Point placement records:
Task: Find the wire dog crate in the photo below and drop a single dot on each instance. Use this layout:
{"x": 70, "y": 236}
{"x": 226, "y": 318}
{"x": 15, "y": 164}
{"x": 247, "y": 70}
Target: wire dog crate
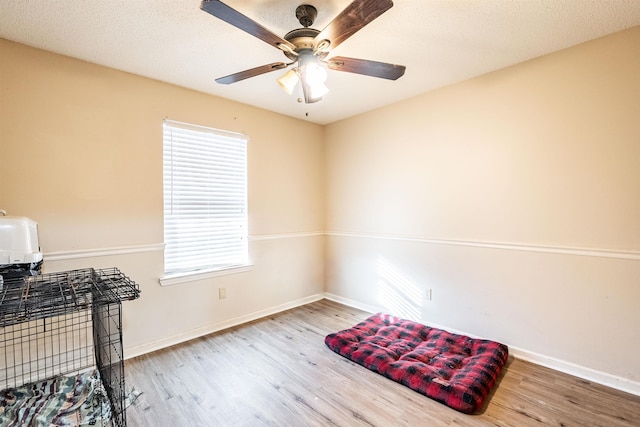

* **Stated problem**:
Collect every line above that contains the string "wire". Case counts.

* **In response**:
Task: Find the wire dog crate in the photo below and drop a single dot on each instance. Use this layout:
Target: wire dog crate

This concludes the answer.